As of 2019 I would make three changes to the approach I took in 2011.
- Create my artifacts in an explicit Metadata schema, not dbo
- Change the table DataDictionary_Tables name and structure to support a wider set of objects. Views are important too!
- Alter column names in tables, views and stored procedures containing “field” to “column”
What is the problem I am trying to solve?
When you have worked for an organisation for a long time it is easy to forget what it is like to be a new starter. Especially when that new starter is not only new to the organisation but new to the world of work.
- How do they acquire the knowledge that you take for granted?
- Do they understand the various data modelling concepts and how those models can be used to make their lives easier?
- Is that information written down anywhere or is it word of mouth from person to person?
- Is your written information accurate and up-to-date?
In addition, increased regulation makes the provision of a data dictionary or catalog an important weapon in the compliance arsenal.
Good quality documentation is something that everyone wants to be available but rarely is, furthermore few have the time or mindset necessary to produce and maintain such information.
This is where database documentation tools such as Redgate SQLDoc come in. Redgate SQLDoc allows you to publish your database documentation in HTML, PDF, Word or Markdown files. It allows you to chose what artefacts to publish and also what properties should be included.
It also allows you to maintain the MS_DESCRIPTION property on the various SQL Server database objects including the database itself. Although the product makes it easier to supply the descriptions it does not generate default descriptions for you.
In my experience with a data dictionary or catalog is that you know where you want to get to but you wouldn't start from where you are today!
Can we auto-generate column descriptions?
The data warehouse I work on has tens of thousands of columns across the various tables and views. When examining the structure of the database there are a number of common columns across a multitude of tables. For example the majority of tables have some form of DateKey field that can be used with a DimDate dimension.
Even in the AdventureWorksDW2012, the small demo data warehouse database, we can see that DateKey crops up 14 times.
SELECT name AS ColumnName,COUNT(*) AS Occurrences,GROUPING(name) AS IsTotal FROM AdventureWorksDW2012.sys.all_columns WHERE name LIKE '%datekey' GROUP BY name WITH ROLLUP
ColumnName | Occurrences | IsTotal |
DateKey | 8 | 0 |
DueDateKey | 2 | 0 |
OrderDateKey | 2 | 0 |
ShipDateKey | 2 | 0 |
NULL | 14 | 1 |
We can use SQL to apply simple rules to generate descriptions and wrap it up in a view.

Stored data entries
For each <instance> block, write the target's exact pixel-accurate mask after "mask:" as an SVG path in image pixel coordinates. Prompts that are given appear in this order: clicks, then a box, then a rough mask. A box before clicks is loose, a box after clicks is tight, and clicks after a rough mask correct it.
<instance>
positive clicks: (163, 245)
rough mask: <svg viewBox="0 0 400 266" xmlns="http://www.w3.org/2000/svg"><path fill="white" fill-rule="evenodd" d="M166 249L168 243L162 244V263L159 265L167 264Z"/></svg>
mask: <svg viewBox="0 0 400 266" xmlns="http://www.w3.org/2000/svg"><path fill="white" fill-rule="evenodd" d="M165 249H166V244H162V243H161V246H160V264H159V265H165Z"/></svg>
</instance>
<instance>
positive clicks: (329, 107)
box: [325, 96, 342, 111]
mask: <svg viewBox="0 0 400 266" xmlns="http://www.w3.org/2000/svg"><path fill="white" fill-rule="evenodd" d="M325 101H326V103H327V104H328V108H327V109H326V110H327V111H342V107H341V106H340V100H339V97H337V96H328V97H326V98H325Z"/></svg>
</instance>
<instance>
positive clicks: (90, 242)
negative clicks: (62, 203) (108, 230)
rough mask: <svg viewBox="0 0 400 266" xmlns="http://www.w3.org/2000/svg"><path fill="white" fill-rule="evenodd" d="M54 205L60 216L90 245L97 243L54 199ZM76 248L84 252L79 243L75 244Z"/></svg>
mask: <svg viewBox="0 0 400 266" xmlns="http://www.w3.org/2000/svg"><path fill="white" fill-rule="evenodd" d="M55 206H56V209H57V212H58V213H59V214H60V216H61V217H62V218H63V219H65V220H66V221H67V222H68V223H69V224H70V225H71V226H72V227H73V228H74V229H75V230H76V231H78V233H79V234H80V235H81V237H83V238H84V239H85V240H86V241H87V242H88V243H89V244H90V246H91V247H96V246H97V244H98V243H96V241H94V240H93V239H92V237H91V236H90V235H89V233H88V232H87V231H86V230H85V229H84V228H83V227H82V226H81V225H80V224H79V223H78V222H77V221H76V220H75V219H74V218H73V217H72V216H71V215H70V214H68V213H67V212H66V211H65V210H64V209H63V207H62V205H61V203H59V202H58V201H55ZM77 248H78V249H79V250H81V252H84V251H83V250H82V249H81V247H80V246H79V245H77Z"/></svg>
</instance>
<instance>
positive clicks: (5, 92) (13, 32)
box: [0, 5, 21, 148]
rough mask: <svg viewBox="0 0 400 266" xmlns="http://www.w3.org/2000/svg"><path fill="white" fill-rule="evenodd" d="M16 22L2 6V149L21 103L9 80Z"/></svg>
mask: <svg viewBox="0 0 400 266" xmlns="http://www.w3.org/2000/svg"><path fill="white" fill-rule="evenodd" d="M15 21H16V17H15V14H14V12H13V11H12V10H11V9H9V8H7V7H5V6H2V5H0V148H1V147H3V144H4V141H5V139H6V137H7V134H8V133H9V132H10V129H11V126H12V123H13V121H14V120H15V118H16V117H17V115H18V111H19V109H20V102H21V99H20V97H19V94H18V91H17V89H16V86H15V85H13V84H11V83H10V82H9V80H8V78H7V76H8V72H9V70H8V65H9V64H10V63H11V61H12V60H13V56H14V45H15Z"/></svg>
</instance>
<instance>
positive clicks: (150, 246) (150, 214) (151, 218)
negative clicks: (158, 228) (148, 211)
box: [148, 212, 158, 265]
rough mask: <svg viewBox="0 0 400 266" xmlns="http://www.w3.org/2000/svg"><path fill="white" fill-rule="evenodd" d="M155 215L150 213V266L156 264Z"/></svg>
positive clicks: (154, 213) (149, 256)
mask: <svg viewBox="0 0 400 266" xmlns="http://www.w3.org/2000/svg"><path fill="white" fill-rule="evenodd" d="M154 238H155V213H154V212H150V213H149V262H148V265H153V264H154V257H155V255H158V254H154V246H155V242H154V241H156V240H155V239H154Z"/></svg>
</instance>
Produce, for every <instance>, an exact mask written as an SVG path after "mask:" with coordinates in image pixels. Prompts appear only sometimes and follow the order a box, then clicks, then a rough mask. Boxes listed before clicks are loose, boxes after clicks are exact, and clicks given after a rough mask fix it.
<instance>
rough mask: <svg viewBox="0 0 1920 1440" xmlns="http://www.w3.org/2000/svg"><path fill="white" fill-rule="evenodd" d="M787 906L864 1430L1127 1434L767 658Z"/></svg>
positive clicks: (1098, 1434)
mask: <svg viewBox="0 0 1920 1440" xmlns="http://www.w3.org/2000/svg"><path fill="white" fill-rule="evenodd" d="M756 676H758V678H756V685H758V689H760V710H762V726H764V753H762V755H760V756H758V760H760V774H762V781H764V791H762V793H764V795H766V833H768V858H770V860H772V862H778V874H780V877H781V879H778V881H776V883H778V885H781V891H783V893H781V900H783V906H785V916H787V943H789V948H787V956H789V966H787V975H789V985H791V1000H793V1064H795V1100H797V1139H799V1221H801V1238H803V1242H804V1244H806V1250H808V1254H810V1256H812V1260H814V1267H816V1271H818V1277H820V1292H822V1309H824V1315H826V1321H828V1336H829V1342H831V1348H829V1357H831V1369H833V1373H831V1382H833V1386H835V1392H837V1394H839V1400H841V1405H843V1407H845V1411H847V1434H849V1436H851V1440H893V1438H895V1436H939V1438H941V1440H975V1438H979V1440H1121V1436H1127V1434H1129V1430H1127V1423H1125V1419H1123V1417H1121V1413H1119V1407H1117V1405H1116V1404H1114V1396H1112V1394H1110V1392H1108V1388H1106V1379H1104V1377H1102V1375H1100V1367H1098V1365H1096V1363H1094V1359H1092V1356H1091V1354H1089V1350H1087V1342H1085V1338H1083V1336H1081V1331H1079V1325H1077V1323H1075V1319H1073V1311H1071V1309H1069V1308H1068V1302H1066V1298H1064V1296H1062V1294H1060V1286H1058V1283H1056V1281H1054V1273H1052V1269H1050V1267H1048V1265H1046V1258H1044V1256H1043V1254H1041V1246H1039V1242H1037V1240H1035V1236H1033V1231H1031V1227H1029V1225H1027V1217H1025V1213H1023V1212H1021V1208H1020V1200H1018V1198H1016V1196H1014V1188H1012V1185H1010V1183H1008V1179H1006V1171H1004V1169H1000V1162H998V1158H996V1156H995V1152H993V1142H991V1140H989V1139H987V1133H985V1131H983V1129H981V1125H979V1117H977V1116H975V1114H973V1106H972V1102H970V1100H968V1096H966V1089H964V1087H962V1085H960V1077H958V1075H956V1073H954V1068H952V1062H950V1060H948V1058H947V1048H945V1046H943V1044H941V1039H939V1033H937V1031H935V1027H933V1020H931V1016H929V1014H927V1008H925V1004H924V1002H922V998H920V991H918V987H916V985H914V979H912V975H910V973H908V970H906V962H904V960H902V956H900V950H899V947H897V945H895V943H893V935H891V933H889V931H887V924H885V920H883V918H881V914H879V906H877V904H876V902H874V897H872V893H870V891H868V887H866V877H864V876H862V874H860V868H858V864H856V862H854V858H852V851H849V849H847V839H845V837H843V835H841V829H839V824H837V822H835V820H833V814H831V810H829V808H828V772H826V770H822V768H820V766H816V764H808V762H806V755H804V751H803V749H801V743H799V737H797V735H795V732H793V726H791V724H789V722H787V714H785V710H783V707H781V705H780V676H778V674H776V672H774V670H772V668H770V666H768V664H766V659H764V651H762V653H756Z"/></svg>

Required action 1 >> Name every file format in which, according to the text on database documentation, Redgate SQLDoc can publish a database's documentation.
Required action 2 >> Carry the text on database documentation forward from its final sentence.

Reply 1 >> HTML, PDF, Word and Markdown.

Reply 2 >>
CREATE VIEW MetaData.DefaultDescription_DateKey AS SELECT OBJECT_SCHEMA_NAME(AC.object_id) AS SchemaName, O.name AS ObjectName, O.type AS ObjectType, AC.name AS ColumnName, CASE WHEN AC.name='OrderDateKey' THEN 'Identifies the date on which the customer placed the order.' WHEN AC.name='DueDateKey' THEN 'The expected delivery date. This should be within 3 days of the order date. ' WHEN AC.name='ShipDateKey' THEN 'The delivery date. By subtracting the order date by the delivery date we can identify instances where we are not satisfying the customer.' WHEN AC.name='DateKey' THEN 'The date on which the ' + OBJECT_SCHEMA_NAME(AC.object_id)+'.'+O.name + ' record was created. ' ELSE '' END AS ColumnDescription FROM AdventureWorksDW2012.sys.all_columns AS AC INNER JOIN sys.objects AS O ON O.object_id = AC.object_id WHERE AC.name LIKE '%DateKey' AND O.type IN('U','V') GO
The rules can be as simple or as complex as needed. You could have made the rule take account of whether the OrderDateKey was for an internet sale or an order passed on to a reseller.
The important piece is telling the reader that the column links back to the relevant dimension.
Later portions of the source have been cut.